* _Dataset entries_
____

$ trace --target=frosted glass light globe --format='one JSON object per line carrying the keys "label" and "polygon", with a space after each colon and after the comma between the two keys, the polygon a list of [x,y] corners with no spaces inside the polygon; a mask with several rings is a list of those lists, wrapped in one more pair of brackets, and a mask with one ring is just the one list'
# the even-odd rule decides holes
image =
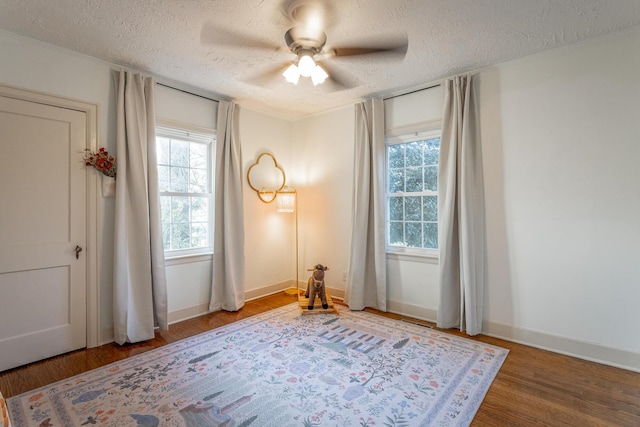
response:
{"label": "frosted glass light globe", "polygon": [[313,70],[316,68],[316,62],[309,55],[302,55],[298,60],[298,71],[304,77],[311,77]]}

____

* _Task description_
Keep the pictures out and write out the records exactly.

* _Written reply_
$ trace --target=frosted glass light globe --format='one JSON object per line carrying the keys "label" and "polygon", with a space after each colon and after the comma between the two keys, the polygon a list of [x,y] corners with no spaces inside the polygon; a mask with several rings is a list of those lists, wrapped in one more pair of brackets, and a mask with one ring is just the one list'
# the even-odd rule decides holes
image =
response:
{"label": "frosted glass light globe", "polygon": [[313,70],[316,68],[316,62],[309,55],[302,55],[298,60],[298,71],[304,77],[311,77]]}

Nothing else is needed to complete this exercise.